_Task directions_
Copy exactly the lines of the records below, starting at the line that contains "sample | [652, 392]" and continuing through the last line, both included; omit any pictures.

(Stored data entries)
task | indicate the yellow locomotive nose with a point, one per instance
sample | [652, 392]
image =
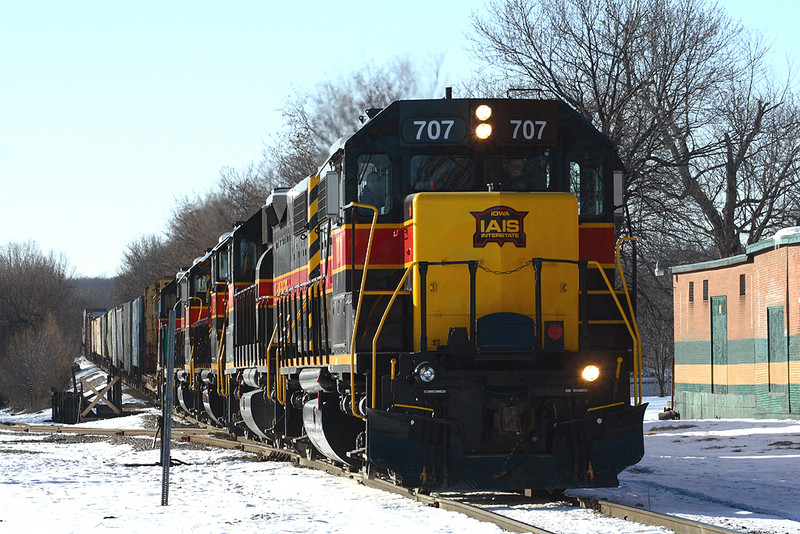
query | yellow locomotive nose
[502, 233]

_Response_
sample | [652, 392]
image =
query | yellow locomotive nose
[502, 233]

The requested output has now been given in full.